START Records provided

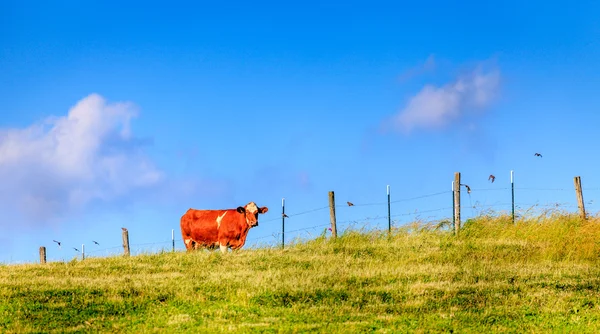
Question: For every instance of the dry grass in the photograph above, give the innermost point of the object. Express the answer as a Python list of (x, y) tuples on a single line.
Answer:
[(538, 275)]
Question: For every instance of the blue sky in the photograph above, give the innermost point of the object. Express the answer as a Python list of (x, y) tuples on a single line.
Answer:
[(119, 114)]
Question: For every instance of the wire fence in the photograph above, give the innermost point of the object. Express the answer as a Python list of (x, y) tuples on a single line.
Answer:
[(316, 221)]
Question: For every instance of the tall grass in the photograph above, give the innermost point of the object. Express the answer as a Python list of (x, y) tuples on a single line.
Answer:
[(538, 275)]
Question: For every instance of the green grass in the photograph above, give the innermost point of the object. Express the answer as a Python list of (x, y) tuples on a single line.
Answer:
[(539, 275)]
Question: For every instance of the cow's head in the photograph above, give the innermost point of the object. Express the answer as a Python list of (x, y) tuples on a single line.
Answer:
[(251, 212)]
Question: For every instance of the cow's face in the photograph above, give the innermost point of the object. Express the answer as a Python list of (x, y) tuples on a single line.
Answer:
[(251, 212)]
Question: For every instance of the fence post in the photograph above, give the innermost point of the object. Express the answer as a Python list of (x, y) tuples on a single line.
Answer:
[(125, 241), (512, 189), (282, 223), (332, 214), (42, 254), (579, 192), (453, 208), (389, 211), (456, 203)]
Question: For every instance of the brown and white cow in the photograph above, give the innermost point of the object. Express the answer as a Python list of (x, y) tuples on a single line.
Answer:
[(219, 228)]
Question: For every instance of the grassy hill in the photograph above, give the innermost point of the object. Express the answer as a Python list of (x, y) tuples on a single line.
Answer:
[(540, 275)]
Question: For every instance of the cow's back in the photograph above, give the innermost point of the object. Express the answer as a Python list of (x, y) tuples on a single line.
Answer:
[(200, 227)]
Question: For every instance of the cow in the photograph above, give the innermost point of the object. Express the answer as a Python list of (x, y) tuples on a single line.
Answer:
[(226, 228)]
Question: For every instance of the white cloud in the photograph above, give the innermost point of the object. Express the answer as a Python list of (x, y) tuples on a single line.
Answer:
[(435, 107), (59, 165)]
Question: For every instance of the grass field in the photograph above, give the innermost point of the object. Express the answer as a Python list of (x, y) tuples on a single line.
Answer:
[(539, 275)]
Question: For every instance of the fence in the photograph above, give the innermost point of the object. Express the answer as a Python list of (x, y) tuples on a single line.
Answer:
[(452, 214)]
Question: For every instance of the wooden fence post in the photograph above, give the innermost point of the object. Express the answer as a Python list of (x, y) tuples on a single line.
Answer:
[(456, 203), (282, 223), (125, 241), (42, 254), (332, 214), (579, 192)]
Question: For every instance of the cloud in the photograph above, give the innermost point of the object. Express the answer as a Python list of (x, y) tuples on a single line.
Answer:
[(436, 107), (58, 166)]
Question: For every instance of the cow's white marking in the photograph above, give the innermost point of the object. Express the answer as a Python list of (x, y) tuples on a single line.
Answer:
[(252, 207), (220, 218)]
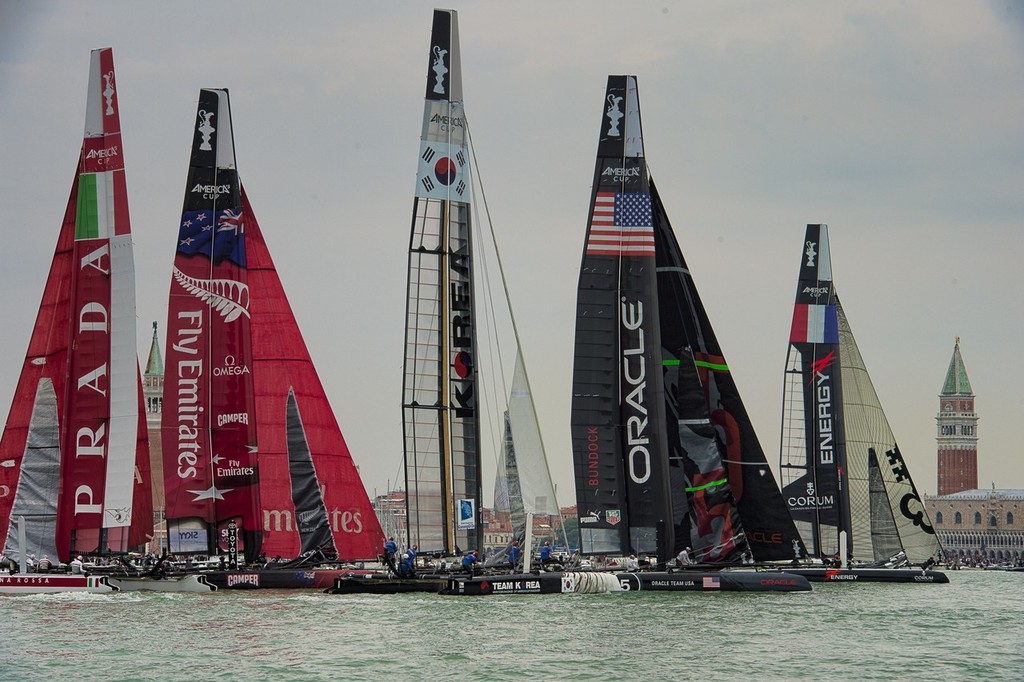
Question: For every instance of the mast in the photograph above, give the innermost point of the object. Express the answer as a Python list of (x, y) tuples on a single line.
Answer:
[(439, 401), (208, 426), (77, 418)]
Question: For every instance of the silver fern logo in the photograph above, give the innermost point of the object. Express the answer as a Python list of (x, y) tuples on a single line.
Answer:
[(439, 69), (227, 297), (614, 115), (811, 253)]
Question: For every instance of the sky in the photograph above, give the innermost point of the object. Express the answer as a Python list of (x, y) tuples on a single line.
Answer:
[(898, 124)]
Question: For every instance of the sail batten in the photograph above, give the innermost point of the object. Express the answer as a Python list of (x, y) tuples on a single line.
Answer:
[(83, 354)]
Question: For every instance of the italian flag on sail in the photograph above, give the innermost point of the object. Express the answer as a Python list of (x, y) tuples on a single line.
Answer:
[(102, 206)]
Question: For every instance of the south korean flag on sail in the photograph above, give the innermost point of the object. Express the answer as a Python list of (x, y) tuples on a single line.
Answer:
[(443, 172)]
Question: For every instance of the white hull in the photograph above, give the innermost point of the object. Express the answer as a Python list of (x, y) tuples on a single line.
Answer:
[(47, 584)]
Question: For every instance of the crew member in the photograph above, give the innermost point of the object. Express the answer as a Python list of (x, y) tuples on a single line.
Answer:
[(546, 553), (514, 553)]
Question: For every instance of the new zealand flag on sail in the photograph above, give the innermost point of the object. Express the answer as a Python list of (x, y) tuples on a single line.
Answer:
[(216, 235)]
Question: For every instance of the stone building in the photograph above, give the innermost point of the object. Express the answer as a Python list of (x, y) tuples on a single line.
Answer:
[(975, 525)]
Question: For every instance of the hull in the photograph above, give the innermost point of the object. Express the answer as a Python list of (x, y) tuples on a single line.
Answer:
[(274, 579), (384, 584), (553, 583), (870, 574), (44, 584), (718, 581), (193, 583)]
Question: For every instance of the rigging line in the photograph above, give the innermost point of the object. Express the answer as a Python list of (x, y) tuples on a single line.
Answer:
[(508, 301), (489, 391)]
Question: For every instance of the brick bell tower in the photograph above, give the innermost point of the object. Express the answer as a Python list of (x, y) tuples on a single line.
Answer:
[(956, 435)]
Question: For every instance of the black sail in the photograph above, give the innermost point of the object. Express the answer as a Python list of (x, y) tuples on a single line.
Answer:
[(665, 454), (617, 411)]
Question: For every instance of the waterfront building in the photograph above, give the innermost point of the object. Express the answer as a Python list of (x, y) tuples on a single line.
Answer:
[(153, 393), (976, 526)]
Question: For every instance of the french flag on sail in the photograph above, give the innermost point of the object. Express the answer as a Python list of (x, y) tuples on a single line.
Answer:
[(814, 324)]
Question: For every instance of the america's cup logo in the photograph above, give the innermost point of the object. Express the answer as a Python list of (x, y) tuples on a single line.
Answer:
[(206, 128), (614, 115), (439, 69), (109, 91)]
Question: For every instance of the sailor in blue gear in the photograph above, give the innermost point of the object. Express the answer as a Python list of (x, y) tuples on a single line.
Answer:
[(469, 560), (390, 549), (514, 553)]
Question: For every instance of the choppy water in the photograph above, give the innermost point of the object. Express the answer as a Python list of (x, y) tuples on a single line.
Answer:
[(970, 629)]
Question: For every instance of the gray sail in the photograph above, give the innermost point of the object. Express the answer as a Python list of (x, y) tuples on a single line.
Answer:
[(867, 429), (39, 481), (310, 512)]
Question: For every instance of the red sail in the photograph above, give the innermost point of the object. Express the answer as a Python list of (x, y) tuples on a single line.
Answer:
[(282, 363), (83, 345), (235, 355)]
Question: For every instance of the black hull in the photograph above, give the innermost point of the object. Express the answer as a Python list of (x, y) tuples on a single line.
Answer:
[(870, 576), (274, 579), (381, 584), (714, 581)]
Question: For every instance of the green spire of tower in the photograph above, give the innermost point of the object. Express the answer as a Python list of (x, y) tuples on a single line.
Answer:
[(155, 366), (956, 382)]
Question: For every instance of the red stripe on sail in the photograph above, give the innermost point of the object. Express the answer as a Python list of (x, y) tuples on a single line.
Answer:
[(798, 332)]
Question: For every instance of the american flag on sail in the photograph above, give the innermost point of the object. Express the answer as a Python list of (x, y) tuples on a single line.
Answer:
[(622, 225)]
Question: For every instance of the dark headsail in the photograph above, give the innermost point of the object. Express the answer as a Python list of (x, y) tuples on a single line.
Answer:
[(842, 469), (665, 453)]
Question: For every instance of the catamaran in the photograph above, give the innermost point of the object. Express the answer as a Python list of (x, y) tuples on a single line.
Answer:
[(844, 477), (445, 394), (666, 457), (74, 456), (256, 469)]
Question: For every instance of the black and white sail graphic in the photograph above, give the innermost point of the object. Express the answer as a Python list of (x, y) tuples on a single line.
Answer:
[(439, 396), (842, 469)]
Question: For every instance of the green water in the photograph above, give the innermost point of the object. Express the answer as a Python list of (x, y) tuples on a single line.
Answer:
[(970, 629)]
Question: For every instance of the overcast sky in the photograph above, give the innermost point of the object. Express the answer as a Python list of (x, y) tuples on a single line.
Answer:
[(899, 124)]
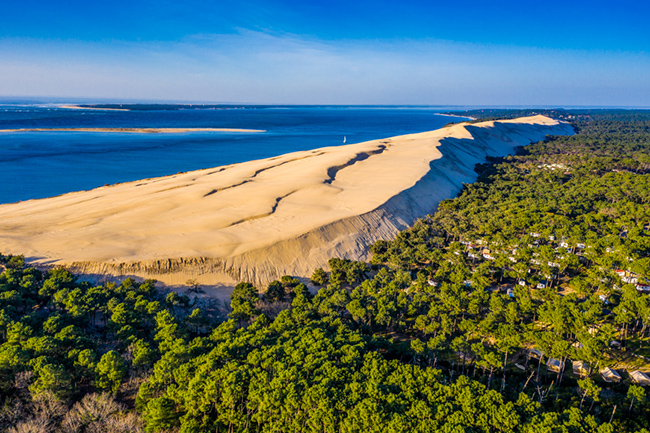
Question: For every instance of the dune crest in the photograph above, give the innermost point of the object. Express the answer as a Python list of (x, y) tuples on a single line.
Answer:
[(258, 220)]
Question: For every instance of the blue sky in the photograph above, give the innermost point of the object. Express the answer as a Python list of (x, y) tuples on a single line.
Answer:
[(336, 52)]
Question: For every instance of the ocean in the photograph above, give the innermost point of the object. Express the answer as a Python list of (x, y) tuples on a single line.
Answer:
[(45, 164)]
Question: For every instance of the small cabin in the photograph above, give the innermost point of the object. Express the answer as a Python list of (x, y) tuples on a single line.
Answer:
[(580, 368), (555, 365)]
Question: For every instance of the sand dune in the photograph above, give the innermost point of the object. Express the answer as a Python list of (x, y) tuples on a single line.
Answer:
[(261, 219)]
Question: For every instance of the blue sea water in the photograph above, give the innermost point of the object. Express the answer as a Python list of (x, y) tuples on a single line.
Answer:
[(45, 164)]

END Records provided

**What you need to do:** All lines from the one containing "Question: For every instance of the small" down to the final line above are to be restated word for word; leave out the rest.

**Answer below:**
Question: For every instance of the small cabin in the photograph above, give the innermost point of the object. Express the answer as a Python list of (x, y) tuples on a single line.
Answer:
[(580, 368), (555, 365)]
Question: For every instance of the sand dune in the photograph above, give the innermost point of the object. Express the answer as a Python list of (x, y) tuples on a single line.
Answer:
[(261, 219)]
Question: For every instance of the blue sea water in the photograph above, give the innermost point of the object. Express the answer as a Python list of (x, y) tuples on a single line.
Answer:
[(45, 164)]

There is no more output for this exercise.